··· SUPPLIED DATA ···

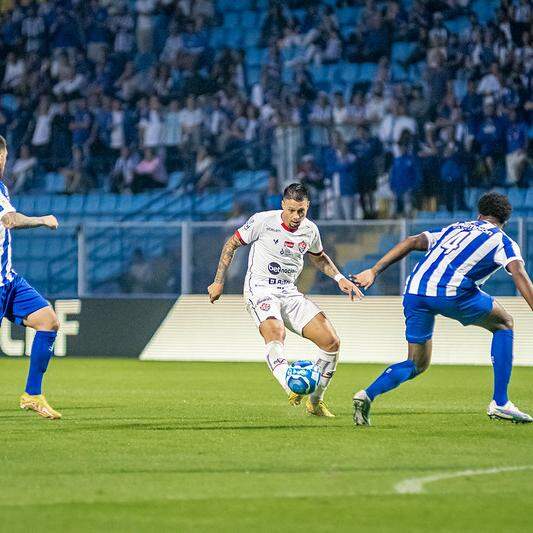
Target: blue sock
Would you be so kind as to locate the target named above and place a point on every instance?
(502, 361)
(392, 377)
(41, 351)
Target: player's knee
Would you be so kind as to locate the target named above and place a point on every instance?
(49, 322)
(421, 366)
(508, 322)
(273, 329)
(333, 344)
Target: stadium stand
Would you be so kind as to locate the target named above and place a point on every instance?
(182, 110)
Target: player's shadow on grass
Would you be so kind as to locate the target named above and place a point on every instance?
(418, 413)
(147, 426)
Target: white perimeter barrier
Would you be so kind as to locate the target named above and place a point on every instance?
(371, 331)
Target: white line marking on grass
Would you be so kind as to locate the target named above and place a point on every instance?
(415, 485)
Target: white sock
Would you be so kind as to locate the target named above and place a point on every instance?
(327, 362)
(277, 363)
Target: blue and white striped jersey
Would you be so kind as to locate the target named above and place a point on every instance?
(6, 271)
(461, 257)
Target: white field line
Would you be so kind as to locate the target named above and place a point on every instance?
(416, 485)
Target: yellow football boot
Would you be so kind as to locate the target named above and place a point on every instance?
(38, 404)
(318, 409)
(295, 399)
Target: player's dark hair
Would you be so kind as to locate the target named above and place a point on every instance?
(296, 191)
(496, 205)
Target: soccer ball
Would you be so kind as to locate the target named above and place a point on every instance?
(303, 377)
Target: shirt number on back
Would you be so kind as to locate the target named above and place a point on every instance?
(451, 244)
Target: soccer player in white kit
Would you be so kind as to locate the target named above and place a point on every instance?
(279, 240)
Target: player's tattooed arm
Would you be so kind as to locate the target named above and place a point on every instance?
(324, 263)
(19, 221)
(366, 278)
(521, 280)
(226, 257)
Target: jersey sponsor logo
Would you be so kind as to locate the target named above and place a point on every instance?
(248, 224)
(275, 269)
(274, 281)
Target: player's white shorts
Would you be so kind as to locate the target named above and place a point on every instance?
(291, 307)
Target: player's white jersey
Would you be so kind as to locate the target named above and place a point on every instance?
(277, 252)
(461, 257)
(6, 271)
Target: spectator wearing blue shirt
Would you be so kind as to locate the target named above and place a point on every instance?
(80, 126)
(341, 168)
(367, 150)
(491, 138)
(405, 175)
(472, 106)
(516, 148)
(452, 176)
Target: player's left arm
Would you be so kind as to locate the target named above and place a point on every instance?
(418, 242)
(323, 262)
(521, 280)
(14, 220)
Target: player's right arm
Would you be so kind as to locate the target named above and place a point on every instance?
(420, 242)
(226, 257)
(521, 280)
(14, 220)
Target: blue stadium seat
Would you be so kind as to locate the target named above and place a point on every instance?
(398, 72)
(253, 74)
(175, 179)
(368, 71)
(249, 20)
(401, 50)
(485, 9)
(58, 204)
(54, 182)
(251, 37)
(234, 38)
(517, 197)
(43, 204)
(232, 20)
(218, 37)
(75, 205)
(458, 25)
(348, 15)
(529, 198)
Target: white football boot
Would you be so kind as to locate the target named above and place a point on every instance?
(509, 411)
(361, 409)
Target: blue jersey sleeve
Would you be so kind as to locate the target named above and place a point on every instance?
(5, 203)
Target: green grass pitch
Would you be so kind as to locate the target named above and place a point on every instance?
(147, 446)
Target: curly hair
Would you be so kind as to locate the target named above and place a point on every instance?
(495, 205)
(296, 191)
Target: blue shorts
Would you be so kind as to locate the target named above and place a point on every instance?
(18, 299)
(420, 312)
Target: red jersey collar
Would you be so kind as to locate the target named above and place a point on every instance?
(285, 227)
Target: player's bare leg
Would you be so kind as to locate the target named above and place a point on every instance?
(45, 323)
(273, 332)
(500, 323)
(418, 353)
(320, 331)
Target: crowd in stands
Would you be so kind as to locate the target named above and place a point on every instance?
(117, 95)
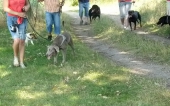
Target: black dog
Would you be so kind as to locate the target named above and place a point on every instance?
(94, 12)
(134, 16)
(164, 20)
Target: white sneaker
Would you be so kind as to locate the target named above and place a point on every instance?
(126, 28)
(22, 65)
(16, 63)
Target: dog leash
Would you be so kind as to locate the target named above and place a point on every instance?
(35, 30)
(64, 38)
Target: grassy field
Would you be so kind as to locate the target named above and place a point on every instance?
(88, 79)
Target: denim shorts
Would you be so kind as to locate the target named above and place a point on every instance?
(21, 33)
(84, 6)
(53, 19)
(124, 7)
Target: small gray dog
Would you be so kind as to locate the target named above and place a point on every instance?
(60, 43)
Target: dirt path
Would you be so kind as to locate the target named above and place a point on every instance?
(122, 58)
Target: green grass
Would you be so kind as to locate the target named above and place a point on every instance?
(88, 79)
(131, 42)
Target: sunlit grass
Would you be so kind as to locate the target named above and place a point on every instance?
(88, 79)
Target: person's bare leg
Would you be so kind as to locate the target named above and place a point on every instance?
(122, 21)
(15, 47)
(21, 51)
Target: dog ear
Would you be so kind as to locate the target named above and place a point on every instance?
(56, 48)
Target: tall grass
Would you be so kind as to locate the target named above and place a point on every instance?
(88, 79)
(147, 49)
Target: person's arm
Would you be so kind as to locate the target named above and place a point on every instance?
(62, 3)
(27, 6)
(8, 10)
(40, 0)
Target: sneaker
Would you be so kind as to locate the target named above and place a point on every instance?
(16, 63)
(49, 37)
(81, 22)
(22, 65)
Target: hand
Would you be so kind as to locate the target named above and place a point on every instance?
(62, 3)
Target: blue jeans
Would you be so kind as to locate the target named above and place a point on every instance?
(124, 7)
(84, 6)
(21, 33)
(53, 19)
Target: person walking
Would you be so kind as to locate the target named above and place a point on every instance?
(52, 15)
(124, 7)
(17, 23)
(168, 7)
(84, 5)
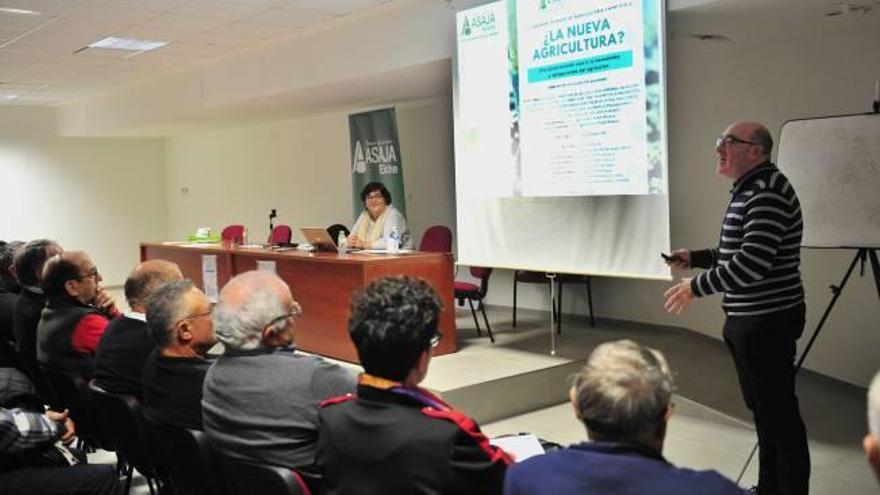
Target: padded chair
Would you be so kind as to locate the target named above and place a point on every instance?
(438, 239)
(191, 463)
(71, 391)
(246, 478)
(530, 277)
(125, 422)
(233, 233)
(281, 234)
(473, 292)
(334, 230)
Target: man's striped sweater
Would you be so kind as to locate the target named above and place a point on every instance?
(757, 262)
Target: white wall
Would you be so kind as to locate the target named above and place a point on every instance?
(710, 85)
(99, 195)
(302, 168)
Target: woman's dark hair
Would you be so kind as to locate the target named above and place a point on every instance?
(392, 322)
(376, 186)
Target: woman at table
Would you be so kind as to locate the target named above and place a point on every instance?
(376, 222)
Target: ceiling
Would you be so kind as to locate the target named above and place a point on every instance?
(42, 59)
(41, 56)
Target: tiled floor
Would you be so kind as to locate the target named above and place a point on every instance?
(711, 428)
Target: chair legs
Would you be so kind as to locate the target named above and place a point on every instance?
(474, 314)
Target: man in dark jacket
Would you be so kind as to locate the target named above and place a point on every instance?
(396, 437)
(126, 343)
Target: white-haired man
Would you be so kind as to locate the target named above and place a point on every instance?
(261, 398)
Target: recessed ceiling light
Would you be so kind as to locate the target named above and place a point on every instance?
(128, 44)
(12, 10)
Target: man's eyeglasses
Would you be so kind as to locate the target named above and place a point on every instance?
(730, 140)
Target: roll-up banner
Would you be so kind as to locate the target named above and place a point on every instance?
(375, 156)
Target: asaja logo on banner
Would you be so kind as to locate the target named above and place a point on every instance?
(381, 154)
(478, 25)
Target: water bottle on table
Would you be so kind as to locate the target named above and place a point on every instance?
(393, 243)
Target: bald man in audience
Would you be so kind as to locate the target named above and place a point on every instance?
(179, 319)
(261, 397)
(27, 266)
(76, 315)
(871, 443)
(126, 343)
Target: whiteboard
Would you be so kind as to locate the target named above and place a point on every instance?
(834, 165)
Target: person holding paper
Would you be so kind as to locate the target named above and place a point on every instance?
(378, 220)
(396, 437)
(623, 396)
(757, 267)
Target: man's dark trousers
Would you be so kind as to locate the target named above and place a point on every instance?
(763, 350)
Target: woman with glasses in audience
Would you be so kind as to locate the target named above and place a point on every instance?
(378, 221)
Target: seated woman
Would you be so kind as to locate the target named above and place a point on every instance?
(379, 218)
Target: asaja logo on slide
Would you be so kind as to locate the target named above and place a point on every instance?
(478, 25)
(381, 153)
(547, 5)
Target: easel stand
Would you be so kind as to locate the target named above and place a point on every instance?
(862, 255)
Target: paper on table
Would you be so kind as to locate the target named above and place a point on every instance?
(521, 447)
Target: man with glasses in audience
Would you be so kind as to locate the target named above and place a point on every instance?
(261, 397)
(77, 312)
(623, 396)
(756, 265)
(179, 320)
(397, 437)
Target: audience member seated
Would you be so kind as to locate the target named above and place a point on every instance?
(623, 396)
(31, 459)
(396, 437)
(9, 290)
(871, 443)
(28, 264)
(261, 397)
(77, 312)
(179, 319)
(126, 343)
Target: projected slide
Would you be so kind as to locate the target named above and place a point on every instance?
(581, 96)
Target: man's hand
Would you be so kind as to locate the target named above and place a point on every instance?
(679, 296)
(682, 260)
(105, 302)
(63, 419)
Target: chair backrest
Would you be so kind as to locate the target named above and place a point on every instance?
(438, 238)
(334, 230)
(124, 420)
(281, 234)
(245, 478)
(233, 233)
(71, 391)
(190, 461)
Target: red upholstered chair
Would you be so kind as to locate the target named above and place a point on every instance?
(281, 234)
(530, 277)
(473, 292)
(233, 233)
(438, 239)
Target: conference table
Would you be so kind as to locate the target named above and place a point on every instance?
(321, 282)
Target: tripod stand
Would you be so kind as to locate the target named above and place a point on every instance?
(862, 255)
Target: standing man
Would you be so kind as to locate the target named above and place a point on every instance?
(757, 267)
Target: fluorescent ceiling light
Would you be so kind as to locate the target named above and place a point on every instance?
(129, 44)
(12, 10)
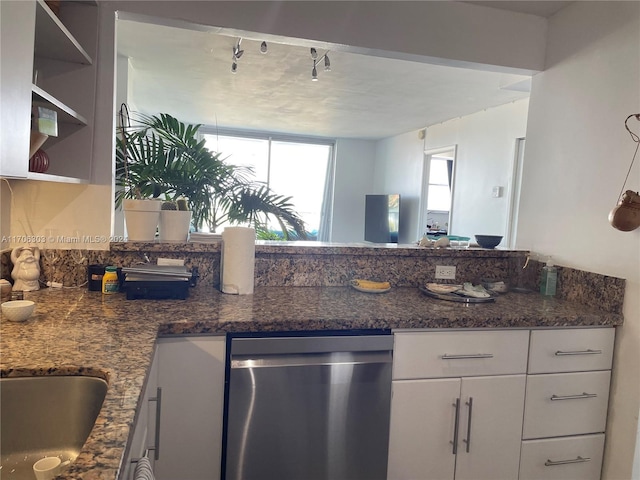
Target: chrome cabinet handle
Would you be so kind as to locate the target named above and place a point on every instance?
(455, 427)
(573, 397)
(468, 439)
(472, 355)
(579, 459)
(158, 400)
(561, 353)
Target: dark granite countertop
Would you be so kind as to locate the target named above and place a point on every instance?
(78, 332)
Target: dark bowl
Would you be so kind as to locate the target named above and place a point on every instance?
(488, 241)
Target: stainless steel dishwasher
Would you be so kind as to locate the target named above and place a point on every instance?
(307, 408)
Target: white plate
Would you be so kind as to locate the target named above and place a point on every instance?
(370, 290)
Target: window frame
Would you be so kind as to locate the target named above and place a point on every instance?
(326, 212)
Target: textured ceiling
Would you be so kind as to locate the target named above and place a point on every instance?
(187, 73)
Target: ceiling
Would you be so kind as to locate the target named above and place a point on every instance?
(187, 73)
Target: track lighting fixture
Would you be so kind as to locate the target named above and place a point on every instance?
(316, 61)
(237, 53)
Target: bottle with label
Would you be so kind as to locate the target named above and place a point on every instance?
(549, 279)
(110, 280)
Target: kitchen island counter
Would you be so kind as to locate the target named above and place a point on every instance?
(78, 332)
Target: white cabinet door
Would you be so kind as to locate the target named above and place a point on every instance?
(459, 354)
(566, 404)
(565, 458)
(423, 414)
(490, 427)
(423, 429)
(191, 376)
(143, 438)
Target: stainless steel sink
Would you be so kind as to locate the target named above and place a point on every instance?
(45, 416)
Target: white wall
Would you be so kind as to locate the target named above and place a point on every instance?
(355, 161)
(486, 144)
(577, 155)
(38, 206)
(398, 169)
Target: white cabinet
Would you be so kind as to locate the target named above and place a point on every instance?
(191, 373)
(564, 458)
(466, 427)
(143, 439)
(566, 404)
(45, 64)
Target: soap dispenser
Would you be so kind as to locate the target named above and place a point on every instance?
(549, 279)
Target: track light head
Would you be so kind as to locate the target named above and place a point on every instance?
(237, 53)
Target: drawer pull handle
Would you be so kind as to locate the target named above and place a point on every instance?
(573, 397)
(158, 400)
(560, 353)
(446, 356)
(468, 439)
(579, 459)
(455, 427)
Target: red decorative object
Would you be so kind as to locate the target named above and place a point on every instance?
(39, 163)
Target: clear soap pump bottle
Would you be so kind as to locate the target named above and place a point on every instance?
(549, 279)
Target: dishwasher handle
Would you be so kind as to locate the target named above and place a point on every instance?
(310, 359)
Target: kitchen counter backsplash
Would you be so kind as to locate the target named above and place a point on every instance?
(301, 264)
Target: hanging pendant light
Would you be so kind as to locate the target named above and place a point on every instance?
(625, 216)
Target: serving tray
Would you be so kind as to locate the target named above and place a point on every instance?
(453, 297)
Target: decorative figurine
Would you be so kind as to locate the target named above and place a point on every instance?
(26, 268)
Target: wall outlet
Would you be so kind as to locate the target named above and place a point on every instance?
(445, 272)
(177, 262)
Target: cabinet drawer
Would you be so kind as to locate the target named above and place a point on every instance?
(459, 354)
(571, 350)
(566, 404)
(567, 458)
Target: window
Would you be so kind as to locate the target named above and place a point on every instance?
(297, 168)
(439, 193)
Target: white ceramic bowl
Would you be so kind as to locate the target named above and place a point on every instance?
(17, 310)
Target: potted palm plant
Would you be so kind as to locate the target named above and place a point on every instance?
(162, 156)
(137, 198)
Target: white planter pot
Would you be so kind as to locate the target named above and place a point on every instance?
(141, 218)
(174, 225)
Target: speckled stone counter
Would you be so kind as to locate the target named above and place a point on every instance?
(78, 332)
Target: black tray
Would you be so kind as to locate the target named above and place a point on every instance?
(453, 297)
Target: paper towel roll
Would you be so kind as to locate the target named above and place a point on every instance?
(238, 260)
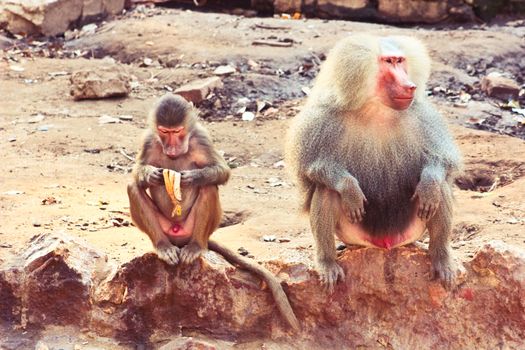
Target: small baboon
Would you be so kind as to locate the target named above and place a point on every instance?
(175, 140)
(372, 157)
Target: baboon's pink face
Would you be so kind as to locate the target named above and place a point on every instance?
(174, 140)
(394, 87)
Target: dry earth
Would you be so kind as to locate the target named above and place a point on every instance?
(83, 165)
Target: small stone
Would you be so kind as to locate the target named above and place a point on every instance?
(16, 68)
(224, 70)
(496, 85)
(147, 62)
(36, 119)
(269, 238)
(280, 164)
(197, 90)
(126, 117)
(88, 29)
(248, 116)
(41, 346)
(44, 127)
(13, 193)
(107, 119)
(242, 251)
(103, 83)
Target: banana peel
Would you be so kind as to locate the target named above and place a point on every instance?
(172, 183)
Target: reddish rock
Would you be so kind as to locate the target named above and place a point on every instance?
(50, 284)
(496, 85)
(197, 90)
(99, 84)
(186, 343)
(386, 299)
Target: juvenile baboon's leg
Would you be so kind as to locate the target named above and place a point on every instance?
(147, 218)
(325, 212)
(207, 214)
(440, 228)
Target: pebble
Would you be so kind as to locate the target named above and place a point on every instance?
(269, 238)
(243, 251)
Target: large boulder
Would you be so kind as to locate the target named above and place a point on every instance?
(53, 17)
(428, 11)
(386, 298)
(103, 83)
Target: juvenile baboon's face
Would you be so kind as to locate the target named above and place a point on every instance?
(394, 88)
(175, 140)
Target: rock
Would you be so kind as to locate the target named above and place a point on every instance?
(107, 119)
(102, 83)
(341, 8)
(6, 43)
(46, 17)
(50, 283)
(97, 9)
(53, 17)
(248, 116)
(428, 11)
(197, 90)
(61, 280)
(288, 6)
(496, 85)
(187, 343)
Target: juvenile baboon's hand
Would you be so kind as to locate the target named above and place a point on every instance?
(168, 253)
(444, 269)
(190, 252)
(154, 176)
(329, 274)
(429, 194)
(353, 200)
(191, 177)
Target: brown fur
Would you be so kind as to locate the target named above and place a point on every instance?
(203, 169)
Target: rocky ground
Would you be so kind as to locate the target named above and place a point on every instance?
(65, 169)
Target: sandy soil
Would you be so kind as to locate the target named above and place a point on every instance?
(83, 165)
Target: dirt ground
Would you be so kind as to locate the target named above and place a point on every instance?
(69, 157)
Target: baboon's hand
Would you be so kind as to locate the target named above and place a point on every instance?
(353, 200)
(329, 274)
(154, 176)
(429, 194)
(168, 253)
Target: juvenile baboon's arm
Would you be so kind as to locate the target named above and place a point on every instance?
(146, 175)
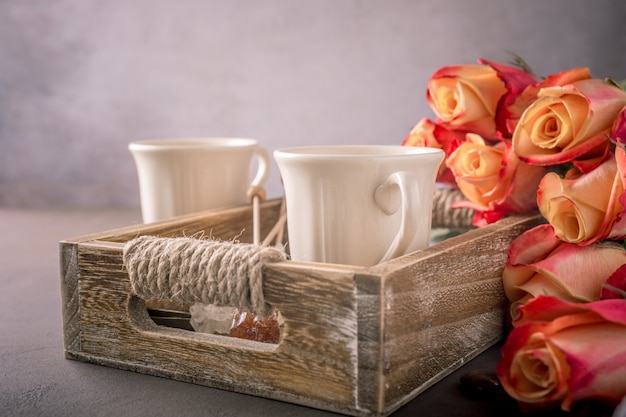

···

Identify every line in the entries above that contains the word "stainless", and copy each such line in full. Case counts.

COMPLETED EXERCISE:
Target: stainless steel dishwasher
Target: stainless steel sink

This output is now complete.